练习题目:
**a)** 根据原文回答下列问题：
(i) 本题的时间限制是多少？
(ii) 顶点数 v 的取值范围是什么？
(iii) 全部输入以什么结束？
**b)** 从清单中收集所有含有字符串“large”的行，并逐行抄录。注意区分大小写。
== 原文 ==
POJ 2553 The Bottom of a Graph

The Bottom of a Graph

Time Limit: 3000MS		Memory Limit: 65536K
Total Submissions: 7514		Accepted: 3083

Description

We will use the following (standard) definitions from graph theory. Let  V be a nonempty and finite set, its elements being called vertices (or nodes). Let  E be a subset of the Cartesian product  V×V, its elements being called edges. Then  G=(V,E) is called a directed graph. 
Let  n be a positive integer, and let  p=(e₁,...,e_n) be a sequence of length  n of edges  e_i∈E such that  e_i=(v_i,v_i+1) for a sequence of vertices  (v₁,...,v_n+1). Then  p is called a path from vertex  v₁ to vertex  v_n+1 in  G and we say that  v_n+1 is reachable from  v₁, writing  (v₁→v_n+1). 
Here are some new definitions. A node  v in a graph  G=(V,E) is called a sink, if for every node  w in  G that is reachable from  v,  v is also reachable from  w. The bottom of a graph is the subset of all nodes that are sinks, i.e., bottom(G)={v∈V|∀w∈V:(v→w)⇒(w→v)}. You have to calculate the bottom of certain graphs.

Input

The input contains several test cases, each of which corresponds to a directed graph  G. Each test case starts with an integer number  v, denoting the number of vertices of  G=(V,E), where the vertices will be identified by the integer numbers in the set  V={1,...,v}. You may assume that  1<=v<=5000. That is followed by a non-negative integer  e and, thereafter,  e pairs of vertex identifiers  v₁,w₁,...,v_e,w_e with the meaning that  (v_i,w_i)∈E. There are no edges other than specified by these pairs. The last test case is followed by a zero.
===
== 所给数据 ==
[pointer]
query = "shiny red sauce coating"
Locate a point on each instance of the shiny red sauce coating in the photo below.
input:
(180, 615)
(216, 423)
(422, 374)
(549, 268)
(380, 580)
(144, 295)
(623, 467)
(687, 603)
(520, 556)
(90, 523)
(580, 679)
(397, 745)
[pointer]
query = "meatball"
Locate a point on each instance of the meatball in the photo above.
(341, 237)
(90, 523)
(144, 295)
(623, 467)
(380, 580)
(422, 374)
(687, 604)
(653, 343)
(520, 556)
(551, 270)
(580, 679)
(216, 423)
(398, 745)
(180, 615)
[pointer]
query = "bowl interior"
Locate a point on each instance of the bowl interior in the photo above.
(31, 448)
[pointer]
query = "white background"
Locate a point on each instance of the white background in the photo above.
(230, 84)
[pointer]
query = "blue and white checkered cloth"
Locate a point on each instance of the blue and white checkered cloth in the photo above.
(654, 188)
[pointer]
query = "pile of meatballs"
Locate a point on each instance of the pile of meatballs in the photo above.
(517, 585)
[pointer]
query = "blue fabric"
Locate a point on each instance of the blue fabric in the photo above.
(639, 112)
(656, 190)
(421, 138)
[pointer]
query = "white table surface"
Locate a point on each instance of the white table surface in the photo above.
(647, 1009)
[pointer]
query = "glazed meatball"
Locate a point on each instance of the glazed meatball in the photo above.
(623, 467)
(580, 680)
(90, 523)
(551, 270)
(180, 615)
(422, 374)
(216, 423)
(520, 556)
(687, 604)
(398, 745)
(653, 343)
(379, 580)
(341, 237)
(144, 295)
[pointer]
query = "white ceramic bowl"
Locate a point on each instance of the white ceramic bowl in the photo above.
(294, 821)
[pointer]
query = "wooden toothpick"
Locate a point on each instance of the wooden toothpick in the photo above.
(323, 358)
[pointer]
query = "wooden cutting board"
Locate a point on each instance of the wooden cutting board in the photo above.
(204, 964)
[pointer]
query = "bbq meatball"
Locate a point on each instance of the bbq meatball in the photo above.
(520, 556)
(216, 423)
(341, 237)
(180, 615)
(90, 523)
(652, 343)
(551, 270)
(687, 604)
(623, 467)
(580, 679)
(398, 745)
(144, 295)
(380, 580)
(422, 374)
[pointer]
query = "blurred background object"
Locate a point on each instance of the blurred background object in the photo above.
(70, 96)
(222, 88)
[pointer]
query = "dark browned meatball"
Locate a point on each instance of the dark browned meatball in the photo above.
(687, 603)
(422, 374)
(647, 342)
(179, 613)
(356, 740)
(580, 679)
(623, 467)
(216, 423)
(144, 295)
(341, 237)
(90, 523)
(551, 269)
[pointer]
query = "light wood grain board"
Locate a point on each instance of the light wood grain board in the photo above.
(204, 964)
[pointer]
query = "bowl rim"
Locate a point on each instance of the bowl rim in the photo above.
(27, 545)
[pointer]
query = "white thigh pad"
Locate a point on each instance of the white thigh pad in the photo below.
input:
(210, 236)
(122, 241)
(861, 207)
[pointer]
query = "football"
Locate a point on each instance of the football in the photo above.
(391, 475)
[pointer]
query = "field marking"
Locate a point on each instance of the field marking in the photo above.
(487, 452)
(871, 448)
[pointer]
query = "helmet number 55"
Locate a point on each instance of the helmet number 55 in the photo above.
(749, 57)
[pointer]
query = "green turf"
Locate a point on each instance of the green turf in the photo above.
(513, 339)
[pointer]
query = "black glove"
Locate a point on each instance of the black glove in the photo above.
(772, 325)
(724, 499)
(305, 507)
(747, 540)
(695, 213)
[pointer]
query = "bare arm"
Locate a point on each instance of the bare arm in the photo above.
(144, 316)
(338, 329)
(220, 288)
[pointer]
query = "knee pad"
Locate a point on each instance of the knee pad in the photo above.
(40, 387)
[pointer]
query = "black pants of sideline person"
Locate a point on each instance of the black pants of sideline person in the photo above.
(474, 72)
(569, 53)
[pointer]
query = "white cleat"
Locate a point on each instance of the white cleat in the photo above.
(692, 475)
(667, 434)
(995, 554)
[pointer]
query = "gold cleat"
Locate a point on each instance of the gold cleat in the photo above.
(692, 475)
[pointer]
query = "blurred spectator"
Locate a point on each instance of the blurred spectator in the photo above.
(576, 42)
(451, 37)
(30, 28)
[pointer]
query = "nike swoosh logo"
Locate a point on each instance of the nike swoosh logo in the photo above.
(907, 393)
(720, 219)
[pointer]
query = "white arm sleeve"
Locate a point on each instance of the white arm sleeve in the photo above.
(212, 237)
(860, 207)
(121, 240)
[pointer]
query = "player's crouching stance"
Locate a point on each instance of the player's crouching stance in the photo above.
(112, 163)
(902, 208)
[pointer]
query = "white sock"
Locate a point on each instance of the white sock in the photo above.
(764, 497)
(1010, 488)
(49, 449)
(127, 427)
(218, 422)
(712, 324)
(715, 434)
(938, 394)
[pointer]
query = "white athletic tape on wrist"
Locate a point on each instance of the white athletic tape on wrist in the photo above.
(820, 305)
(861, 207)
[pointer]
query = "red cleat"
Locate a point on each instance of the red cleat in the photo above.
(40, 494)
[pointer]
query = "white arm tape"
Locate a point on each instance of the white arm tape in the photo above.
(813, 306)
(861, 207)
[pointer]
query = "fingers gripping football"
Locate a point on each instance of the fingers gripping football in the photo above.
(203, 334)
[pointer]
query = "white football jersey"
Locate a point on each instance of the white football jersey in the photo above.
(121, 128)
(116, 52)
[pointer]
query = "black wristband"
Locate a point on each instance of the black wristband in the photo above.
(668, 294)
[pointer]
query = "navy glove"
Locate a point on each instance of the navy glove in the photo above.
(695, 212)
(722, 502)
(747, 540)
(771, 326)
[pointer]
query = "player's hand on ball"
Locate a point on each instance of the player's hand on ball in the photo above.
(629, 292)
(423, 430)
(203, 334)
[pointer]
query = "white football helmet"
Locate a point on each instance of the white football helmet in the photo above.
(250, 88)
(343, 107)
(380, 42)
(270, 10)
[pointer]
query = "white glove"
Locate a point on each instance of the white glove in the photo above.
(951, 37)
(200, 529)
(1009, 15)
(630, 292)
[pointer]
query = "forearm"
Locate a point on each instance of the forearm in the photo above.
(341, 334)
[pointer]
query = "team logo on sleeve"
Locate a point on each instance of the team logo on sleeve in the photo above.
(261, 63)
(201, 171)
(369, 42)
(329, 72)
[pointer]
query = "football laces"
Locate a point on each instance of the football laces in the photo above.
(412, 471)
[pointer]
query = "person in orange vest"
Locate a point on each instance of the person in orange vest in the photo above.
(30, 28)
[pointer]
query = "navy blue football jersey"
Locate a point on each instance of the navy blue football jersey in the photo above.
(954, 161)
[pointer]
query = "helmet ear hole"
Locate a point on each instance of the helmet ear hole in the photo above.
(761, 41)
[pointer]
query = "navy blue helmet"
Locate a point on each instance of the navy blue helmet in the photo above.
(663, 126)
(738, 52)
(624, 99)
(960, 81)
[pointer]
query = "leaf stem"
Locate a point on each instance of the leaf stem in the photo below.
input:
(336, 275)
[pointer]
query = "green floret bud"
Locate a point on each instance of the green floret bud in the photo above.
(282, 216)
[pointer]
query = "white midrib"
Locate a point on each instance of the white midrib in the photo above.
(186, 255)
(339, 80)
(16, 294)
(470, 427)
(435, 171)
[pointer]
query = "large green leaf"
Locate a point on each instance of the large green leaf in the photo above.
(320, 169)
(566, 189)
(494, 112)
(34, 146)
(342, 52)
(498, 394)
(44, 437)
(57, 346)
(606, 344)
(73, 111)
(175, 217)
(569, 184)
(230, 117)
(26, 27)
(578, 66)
===
参考答案:
**a)**
(i) 3000MS。
(ii) 1<=v<=5000。
(iii) 最后一个测试用例之后跟着一个零。

**b)**
query = "large green leaf"
Locate a point on each instance of the large green leaf in the photo above.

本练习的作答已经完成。